=== Check your understanding ===
[A] Write out the passage of the article on Genedrive's annual results from "It said this" to "went into quarantine.".
[B] Summarize the article on Genedrive's annual results in two sentences.

++++ Text passage

Genedrive, the Manchester molecular testing business, revealed steep losses for the year to June 30, today.

Revenues of £1.059m, in line with expectations, compared with £2.362m the previous year, while a pre-tax loss of £4.5m last year deepened to £20.384m this year.

It said this was due to the impact of the pandemic on its markets.

Chief executive, David Budd, explained: “During the first half of the year we continued to execute on our product and commercial strategy.
“However with the emergence of COVID-19 in the second half of the year we saw revenues on our core assays stall, just as many companies found as global markets went into quarantine.

“Despite the impact on revenues, COVID-19 brought real opportunity to Genedrive as a commercial stage molecular diagnostics company. We were quick to develop solutions and brought a genuinely unique product to market in rapid time.”

The company refocused a significant part of its core resources towards development of two SARS-CoV-2 tests to detect active COVID-19 infections.

The first test is a high throughput laboratory test and the second test, expected to be launched in March 2021, is a point-of-care test that will run on the Genedrive instrument.

He said: “At the end of a challenging year, we are now in a fundamentally stronger position, aided by the £8m fund raise in May 2020 and the conversion of loan notes in June 2020 and post year end in September 2020.

“We were nimble in reacting to COVID-19 and we now have four assays on market: HCV, DoD Biohazard, AIHL, and COVID 96 rapid test, and while there have been delays and there remain some uncertainties around regulatory approvals for the COVID tests, we remain confident in the product’s potential and our pipeline.

++++++++
++++ Dataset records

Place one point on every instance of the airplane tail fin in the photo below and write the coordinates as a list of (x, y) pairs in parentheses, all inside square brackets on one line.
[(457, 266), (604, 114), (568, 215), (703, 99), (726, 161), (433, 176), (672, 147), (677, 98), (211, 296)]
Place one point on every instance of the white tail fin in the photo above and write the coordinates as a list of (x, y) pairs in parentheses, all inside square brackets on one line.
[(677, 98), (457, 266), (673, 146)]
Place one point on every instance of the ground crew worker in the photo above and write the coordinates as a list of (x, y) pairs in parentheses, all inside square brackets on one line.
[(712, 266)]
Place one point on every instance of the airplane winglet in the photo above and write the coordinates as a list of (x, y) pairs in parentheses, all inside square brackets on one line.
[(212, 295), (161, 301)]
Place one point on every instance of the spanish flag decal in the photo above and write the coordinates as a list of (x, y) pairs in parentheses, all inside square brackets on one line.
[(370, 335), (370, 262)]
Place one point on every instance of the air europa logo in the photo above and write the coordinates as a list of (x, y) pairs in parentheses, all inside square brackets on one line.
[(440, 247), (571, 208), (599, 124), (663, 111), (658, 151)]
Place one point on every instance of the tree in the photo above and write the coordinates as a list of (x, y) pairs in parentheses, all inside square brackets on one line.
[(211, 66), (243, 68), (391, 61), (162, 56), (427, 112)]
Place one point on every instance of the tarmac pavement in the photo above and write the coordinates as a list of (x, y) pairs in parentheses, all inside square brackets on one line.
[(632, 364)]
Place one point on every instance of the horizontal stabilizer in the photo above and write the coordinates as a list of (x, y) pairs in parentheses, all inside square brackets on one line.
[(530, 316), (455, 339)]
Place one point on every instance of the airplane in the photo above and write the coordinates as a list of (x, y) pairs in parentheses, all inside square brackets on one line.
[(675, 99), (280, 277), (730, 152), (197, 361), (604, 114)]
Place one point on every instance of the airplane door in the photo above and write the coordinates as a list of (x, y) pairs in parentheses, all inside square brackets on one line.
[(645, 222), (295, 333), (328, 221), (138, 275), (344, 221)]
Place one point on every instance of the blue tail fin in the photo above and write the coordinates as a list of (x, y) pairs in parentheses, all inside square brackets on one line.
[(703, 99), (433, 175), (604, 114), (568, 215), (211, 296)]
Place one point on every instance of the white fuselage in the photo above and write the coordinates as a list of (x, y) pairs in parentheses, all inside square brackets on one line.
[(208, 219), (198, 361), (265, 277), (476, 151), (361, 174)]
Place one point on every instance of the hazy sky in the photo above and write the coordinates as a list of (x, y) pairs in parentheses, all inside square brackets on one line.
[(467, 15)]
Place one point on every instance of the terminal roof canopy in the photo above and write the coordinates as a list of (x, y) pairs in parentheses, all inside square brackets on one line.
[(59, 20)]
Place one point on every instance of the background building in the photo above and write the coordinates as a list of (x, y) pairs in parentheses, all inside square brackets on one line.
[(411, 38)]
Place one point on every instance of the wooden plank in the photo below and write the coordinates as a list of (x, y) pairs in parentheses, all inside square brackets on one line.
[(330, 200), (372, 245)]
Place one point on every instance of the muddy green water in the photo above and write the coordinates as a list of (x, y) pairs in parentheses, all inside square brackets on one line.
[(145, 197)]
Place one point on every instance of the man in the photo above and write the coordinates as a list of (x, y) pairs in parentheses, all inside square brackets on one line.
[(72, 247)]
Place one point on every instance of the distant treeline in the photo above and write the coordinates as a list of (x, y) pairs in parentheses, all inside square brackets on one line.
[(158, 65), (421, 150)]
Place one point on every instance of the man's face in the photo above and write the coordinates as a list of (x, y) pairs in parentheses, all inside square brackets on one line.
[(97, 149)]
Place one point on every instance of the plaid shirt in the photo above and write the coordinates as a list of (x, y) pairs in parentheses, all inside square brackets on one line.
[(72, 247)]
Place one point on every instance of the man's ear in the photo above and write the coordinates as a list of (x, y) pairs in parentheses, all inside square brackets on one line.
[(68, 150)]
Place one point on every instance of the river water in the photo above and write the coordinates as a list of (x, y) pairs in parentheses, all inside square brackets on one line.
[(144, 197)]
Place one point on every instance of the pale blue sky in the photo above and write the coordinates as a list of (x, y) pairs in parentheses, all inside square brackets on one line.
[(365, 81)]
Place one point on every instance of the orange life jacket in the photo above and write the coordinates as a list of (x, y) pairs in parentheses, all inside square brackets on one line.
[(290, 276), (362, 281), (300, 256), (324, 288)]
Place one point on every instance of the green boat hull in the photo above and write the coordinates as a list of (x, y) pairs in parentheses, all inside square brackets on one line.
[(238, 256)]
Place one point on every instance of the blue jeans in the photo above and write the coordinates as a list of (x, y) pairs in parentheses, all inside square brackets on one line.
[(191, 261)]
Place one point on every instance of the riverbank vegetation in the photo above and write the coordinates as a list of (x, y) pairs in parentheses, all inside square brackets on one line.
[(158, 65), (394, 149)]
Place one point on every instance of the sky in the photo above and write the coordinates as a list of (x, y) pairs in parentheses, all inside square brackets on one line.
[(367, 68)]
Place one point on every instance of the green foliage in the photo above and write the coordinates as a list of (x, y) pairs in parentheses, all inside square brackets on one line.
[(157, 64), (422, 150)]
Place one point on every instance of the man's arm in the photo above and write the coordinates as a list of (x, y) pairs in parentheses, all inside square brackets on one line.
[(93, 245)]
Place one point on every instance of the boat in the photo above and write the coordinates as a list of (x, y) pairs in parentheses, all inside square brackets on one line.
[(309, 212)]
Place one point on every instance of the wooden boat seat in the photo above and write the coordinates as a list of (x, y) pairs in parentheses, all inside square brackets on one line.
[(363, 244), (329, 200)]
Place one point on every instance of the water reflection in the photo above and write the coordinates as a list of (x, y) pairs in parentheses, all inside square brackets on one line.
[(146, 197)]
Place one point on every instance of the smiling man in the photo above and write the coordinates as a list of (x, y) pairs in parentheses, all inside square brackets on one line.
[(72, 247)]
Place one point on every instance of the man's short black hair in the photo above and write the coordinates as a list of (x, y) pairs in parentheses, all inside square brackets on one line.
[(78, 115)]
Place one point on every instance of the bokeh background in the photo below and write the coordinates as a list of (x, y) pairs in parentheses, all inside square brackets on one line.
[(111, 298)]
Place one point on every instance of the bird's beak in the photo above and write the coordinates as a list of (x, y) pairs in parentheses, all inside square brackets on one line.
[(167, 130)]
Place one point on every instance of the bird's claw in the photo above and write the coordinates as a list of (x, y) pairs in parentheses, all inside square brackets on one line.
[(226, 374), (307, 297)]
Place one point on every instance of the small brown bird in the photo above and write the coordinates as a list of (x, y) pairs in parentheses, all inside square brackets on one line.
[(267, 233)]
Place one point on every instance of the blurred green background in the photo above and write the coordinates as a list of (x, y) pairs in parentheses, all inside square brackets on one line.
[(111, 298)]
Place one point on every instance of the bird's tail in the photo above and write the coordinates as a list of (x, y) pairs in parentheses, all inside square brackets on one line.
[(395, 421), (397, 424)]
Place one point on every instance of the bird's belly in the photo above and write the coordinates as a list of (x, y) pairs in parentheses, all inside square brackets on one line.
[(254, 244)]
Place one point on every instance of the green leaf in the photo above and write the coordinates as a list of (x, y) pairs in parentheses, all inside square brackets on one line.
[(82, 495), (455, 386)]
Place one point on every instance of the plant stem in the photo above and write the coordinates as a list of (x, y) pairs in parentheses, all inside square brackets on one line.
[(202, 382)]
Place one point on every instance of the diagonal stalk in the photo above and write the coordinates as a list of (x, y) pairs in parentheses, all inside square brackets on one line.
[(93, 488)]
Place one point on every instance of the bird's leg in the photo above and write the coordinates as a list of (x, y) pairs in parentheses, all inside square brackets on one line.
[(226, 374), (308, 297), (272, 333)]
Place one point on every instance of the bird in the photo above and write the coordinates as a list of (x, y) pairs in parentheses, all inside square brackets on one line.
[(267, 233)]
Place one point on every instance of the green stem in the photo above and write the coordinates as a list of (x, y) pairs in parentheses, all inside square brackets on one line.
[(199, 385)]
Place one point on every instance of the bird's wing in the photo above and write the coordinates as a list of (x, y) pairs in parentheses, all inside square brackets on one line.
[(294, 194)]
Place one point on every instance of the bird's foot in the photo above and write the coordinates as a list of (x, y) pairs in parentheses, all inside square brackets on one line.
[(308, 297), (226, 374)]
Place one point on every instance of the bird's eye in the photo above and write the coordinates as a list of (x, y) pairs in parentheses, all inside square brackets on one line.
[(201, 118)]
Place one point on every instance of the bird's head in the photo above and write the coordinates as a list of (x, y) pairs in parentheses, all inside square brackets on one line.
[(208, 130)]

++++++++

=== Numbered answers ===
[A]
It said this was due to the impact of the pandemic on its markets.

Chief executive, David Budd, explained: “During the first half of the year we continued to execute on our product and commercial strategy.
“However with the emergence of COVID-19 in the second half of the year we saw revenues on our core assays stall, just as many companies found as global markets went into quarantine.

[B] Genedrive, a Manchester molecular testing business, reported revenues of £1.059m for the year to June 30, down from £2.362m the previous year, while its pre-tax loss deepened from £4.5m to £20.384m, which it attributed to the impact of the pandemic on its markets. The company refocused a significant part of its core resources on developing two SARS-CoV-2 tests, and its chief executive, David Budd, said it is now in a fundamentally stronger position with four assays on market.